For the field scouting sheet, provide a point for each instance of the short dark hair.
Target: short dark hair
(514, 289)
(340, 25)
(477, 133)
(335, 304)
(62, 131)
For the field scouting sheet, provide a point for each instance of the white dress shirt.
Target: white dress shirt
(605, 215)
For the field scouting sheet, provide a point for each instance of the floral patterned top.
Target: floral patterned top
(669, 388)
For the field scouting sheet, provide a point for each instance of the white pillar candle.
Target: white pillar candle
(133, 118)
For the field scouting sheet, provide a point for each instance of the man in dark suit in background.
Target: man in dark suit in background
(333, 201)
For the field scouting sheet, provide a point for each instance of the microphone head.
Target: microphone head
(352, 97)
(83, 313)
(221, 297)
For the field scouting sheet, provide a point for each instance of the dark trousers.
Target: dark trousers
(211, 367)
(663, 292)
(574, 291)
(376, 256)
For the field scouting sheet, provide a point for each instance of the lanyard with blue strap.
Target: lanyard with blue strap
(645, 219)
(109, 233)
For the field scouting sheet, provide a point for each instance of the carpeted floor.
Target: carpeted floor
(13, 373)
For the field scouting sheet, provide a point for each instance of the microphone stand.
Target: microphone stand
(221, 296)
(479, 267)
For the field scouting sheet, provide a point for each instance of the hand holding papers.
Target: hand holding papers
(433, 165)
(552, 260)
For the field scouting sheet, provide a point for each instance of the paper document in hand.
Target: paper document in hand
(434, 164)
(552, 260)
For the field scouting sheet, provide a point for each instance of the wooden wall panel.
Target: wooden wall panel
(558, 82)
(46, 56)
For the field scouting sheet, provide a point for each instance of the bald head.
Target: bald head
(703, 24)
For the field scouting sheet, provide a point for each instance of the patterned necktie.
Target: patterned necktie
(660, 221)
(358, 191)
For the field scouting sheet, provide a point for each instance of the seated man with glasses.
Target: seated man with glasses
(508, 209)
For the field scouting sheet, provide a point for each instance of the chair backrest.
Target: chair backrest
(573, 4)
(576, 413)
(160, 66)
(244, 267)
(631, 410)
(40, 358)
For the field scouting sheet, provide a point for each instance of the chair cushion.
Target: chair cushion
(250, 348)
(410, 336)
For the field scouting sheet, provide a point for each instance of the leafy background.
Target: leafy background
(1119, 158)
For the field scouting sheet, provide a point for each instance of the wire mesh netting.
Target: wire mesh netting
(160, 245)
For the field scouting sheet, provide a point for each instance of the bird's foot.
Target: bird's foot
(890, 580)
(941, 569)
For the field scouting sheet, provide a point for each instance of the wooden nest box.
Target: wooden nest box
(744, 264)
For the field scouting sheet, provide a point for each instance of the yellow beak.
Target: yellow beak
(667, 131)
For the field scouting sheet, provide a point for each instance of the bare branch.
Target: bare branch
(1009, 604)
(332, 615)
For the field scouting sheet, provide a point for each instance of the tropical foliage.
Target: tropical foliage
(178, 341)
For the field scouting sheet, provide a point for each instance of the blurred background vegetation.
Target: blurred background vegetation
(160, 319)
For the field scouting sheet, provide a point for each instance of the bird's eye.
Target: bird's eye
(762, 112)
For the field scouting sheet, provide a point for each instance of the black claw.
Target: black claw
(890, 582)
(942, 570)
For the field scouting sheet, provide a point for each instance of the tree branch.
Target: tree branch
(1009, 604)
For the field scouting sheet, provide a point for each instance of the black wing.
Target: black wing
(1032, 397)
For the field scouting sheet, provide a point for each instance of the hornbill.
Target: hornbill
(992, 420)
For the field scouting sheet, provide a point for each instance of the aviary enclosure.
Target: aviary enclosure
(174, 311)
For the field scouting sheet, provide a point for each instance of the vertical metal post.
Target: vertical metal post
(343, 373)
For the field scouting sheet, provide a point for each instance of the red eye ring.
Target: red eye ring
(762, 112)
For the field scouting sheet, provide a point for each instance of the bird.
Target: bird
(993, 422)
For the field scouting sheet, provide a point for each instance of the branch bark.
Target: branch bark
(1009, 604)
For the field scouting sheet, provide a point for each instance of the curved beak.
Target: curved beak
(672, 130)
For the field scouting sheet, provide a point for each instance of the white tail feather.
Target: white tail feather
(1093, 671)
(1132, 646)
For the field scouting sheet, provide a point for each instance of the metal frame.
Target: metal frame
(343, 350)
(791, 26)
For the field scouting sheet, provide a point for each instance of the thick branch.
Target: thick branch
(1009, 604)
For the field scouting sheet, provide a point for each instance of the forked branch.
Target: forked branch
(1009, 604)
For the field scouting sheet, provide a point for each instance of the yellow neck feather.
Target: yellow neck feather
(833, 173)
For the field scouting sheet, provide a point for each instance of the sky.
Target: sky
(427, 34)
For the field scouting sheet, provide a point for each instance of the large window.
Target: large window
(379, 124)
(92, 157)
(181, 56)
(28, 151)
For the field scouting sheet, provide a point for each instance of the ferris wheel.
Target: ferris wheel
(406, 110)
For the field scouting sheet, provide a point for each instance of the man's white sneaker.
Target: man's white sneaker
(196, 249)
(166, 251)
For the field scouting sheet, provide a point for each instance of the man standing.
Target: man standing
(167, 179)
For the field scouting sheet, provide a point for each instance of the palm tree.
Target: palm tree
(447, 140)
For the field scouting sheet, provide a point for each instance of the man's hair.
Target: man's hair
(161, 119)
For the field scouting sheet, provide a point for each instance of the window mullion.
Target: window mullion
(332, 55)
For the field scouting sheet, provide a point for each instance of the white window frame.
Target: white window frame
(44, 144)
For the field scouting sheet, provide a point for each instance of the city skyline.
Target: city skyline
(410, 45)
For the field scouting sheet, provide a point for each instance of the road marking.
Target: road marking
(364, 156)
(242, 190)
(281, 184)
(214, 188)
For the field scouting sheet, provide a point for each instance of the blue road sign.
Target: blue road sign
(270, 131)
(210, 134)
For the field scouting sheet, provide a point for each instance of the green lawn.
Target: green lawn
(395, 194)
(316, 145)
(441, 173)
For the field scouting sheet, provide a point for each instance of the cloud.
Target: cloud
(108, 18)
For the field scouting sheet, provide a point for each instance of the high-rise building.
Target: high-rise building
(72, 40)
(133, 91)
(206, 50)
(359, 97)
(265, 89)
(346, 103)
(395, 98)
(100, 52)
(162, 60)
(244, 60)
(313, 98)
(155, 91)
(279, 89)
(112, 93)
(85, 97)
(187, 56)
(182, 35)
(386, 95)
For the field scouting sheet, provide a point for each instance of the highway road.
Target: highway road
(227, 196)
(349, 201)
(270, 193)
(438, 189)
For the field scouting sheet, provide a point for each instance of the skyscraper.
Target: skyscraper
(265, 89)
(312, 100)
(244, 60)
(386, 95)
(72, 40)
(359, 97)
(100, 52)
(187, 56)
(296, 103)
+++++
> [GOAL OF THE EXERCISE] Each record above should be output again exactly.

> [RESULT FOR THIS TASK]
For the field scouting sheet, provide a point for each instance of the short dark hair.
Target: short dark hair
(514, 289)
(340, 25)
(477, 133)
(335, 304)
(62, 131)
For the field scouting sheet, provide a point for each instance of the white dress shirt.
Target: white dress shirt
(605, 215)
For the field scouting sheet, provide a point for each instance of the floral patterned top.
Target: floral patterned top
(669, 388)
For the field scouting sheet, provide a point for each instance of the white pillar candle.
Target: white pillar candle
(133, 118)
For the field scouting sheet, provide a point for each instance of the man in dark suit in background.
Target: man in dark suit in background
(333, 201)
For the field scouting sheet, provide a point for each instance of the microphone head.
Target: microphone head
(352, 97)
(83, 313)
(221, 297)
For the field scouting sheet, provide a point for each instance of the dark trousers.
Target: dark trousers
(211, 367)
(663, 292)
(574, 291)
(376, 256)
For the field scouting sheet, provide a point for each instance of the lanyard with blue strap.
Target: lanyard with blue strap
(645, 219)
(109, 233)
For the field scouting sheet, provide a point for each instance of the carpeted floor.
Target: carpeted floor
(13, 373)
For the field scouting sheet, provide a point for each instance of the microphone stand.
Target: microphone stand
(221, 296)
(479, 267)
For the field scouting sheet, provide a point for each instance of the hand holding papers.
Target: hand holding papers
(433, 165)
(552, 260)
For the field scouting sheet, provide a point for each instance of the paper document in hand.
Target: paper document in hand
(434, 164)
(552, 260)
For the field scouting sheet, provide a point for each instance of the wooden wall panel.
Target: wooden wall panel
(558, 82)
(46, 56)
For the field scouting sheet, provide a point for each instance of the bald head.
Target: bald head
(703, 24)
For the field scouting sheet, provide a point for each instance of the patterned necktie.
Target: patterned necktie
(660, 221)
(358, 191)
For the field scouting sheet, provide a point for each instance of the seated man with glasses.
Target: seated man with glasses
(508, 209)
For the field scouting sheet, provide a point for each instance of the chair backrest.
Target: chair backrest
(573, 4)
(576, 413)
(160, 66)
(244, 267)
(631, 410)
(40, 358)
For the field scouting sheet, provide a point for each instance of the chair cushion.
Target: chair cushion
(250, 348)
(410, 336)
For the field scouting sheet, provide a point for each instance of the leafy background.
Target: leafy background
(1119, 158)
For the field scouting sheet, provide a point for each instance of the wire mesh netting.
Target: wire mesh netting
(160, 245)
For the field scouting sheet, provide a point for each instance of the bird's foot.
Target: bird's foot
(890, 580)
(941, 569)
For the field scouting sheet, provide a point for each instance of the wooden nest box.
Target: wooden nest box
(744, 264)
For the field scouting sheet, provide a point for each instance of the yellow beak.
Target: yellow beak
(667, 131)
For the field scouting sheet, provide a point for each instance of the bare branch.
Target: bare branch
(1009, 604)
(332, 615)
For the field scouting sheet, provide a point for each instance of the tropical foliage.
Target: tropical foliage
(178, 341)
For the field scouting sheet, provide a point for each instance of the blurred background vegetation.
Target: blurred background vegetation
(160, 319)
For the field scouting sheet, provide a point for each instance of the bird's eye.
Target: bird's eye
(762, 112)
For the field scouting sheet, provide a point for each instance of the black claw.
Target: black claw
(890, 582)
(942, 570)
For the field scouting sheet, provide a point for each instance of the tree branch.
Target: tree branch
(1009, 604)
For the field scouting sheet, provide a point for each instance of the black wing.
Target: black wing
(1032, 397)
For the field scouting sheet, provide a point for each instance of the hornbill.
Target: hornbill
(992, 420)
For the field scouting sheet, provide a point for each instance of the aviary enclosure.
Target: aviary enclosure
(174, 311)
For the field scouting sheet, provide a point for each instance of the vertical metal post.
Target: vertical metal post
(343, 373)
For the field scouting sheet, provide a point for each instance of the red eye ring.
Target: red eye ring
(762, 112)
For the field scouting sheet, provide a point for each instance of the bird.
Target: bird
(993, 422)
For the field scouting sheet, provide a point for each instance of the branch bark.
Target: branch bark
(1009, 604)
For the field scouting sheet, provide a point for each instance of the curved beak.
Target: curved beak
(672, 130)
For the field scouting sheet, provide a point for each instance of the white tail feather.
Target: white tail feather
(1093, 671)
(1132, 646)
For the field scouting sheet, provide a point for each instance of the metal frame.
Target: metal frame
(343, 350)
(791, 26)
For the field scouting sheet, provide a point for each instance of the thick branch.
Target: thick branch
(1009, 604)
For the field scouting sheet, provide a point for each instance of the forked branch.
Target: forked branch
(1009, 604)
For the field scouting sheet, provide a point for each instance of the yellow neck feather.
Target: yellow neck feather
(833, 173)
For the field scouting sheet, provide a point for each instance of the sky.
Target: sky
(427, 34)
For the field scouting sheet, provide a point for each instance of the large window.
Target: large window
(379, 124)
(92, 157)
(181, 56)
(28, 151)
For the field scouting sheet, provide a point for each instance of the ferris wheel.
Target: ferris wheel
(406, 110)
For the field scouting sheet, provide a point for each instance of the man's white sneaker.
Target: man's white sneaker
(196, 249)
(166, 251)
For the field scouting sheet, provide a point for each instance of the man standing.
Target: man standing
(167, 179)
For the field scouting sheet, provide a point for each instance of the palm tree.
Target: palm tree
(447, 140)
For the field scouting sheet, provide a point for each instance of the man's hair.
Target: man's hair
(161, 119)
For the field scouting sheet, provide a point for each instance of the window mullion.
Target: window mullion
(332, 55)
For the field scouting sheet, provide a point for each instance of the white window frame.
Target: white window frame
(44, 144)
For the field scouting sheet, provide a point for each instance of the city skyline.
Target: city skyline
(410, 45)
For the field scouting sheet, provide a point for each instance of the road marking.
Target: road marking
(364, 156)
(242, 190)
(281, 184)
(214, 188)
For the field scouting sheet, provide a point for each instance of the blue road sign.
Target: blue road sign
(270, 131)
(210, 134)
For the field scouting sheet, provide a point for each instance of the green lawn.
Target: green lawn
(395, 194)
(316, 145)
(441, 173)
For the field scouting sheet, provide a point for each instance of the cloud.
Target: cloud
(108, 18)
For the field scouting sheet, provide a point for each instance of the high-rise building.
Target: high-rise building
(72, 40)
(133, 91)
(206, 50)
(359, 97)
(265, 89)
(346, 103)
(395, 98)
(100, 52)
(162, 60)
(244, 60)
(313, 98)
(155, 91)
(279, 89)
(112, 93)
(85, 97)
(187, 56)
(182, 35)
(386, 95)
For the field scouting sheet, provide a point for each instance of the highway road.
Target: highway road
(227, 196)
(349, 201)
(270, 193)
(438, 189)
For the field scouting sheet, provide a point for each instance of the skyscraper.
Target: skyscraper
(265, 89)
(312, 100)
(244, 60)
(386, 95)
(72, 40)
(359, 97)
(100, 52)
(187, 56)
(296, 103)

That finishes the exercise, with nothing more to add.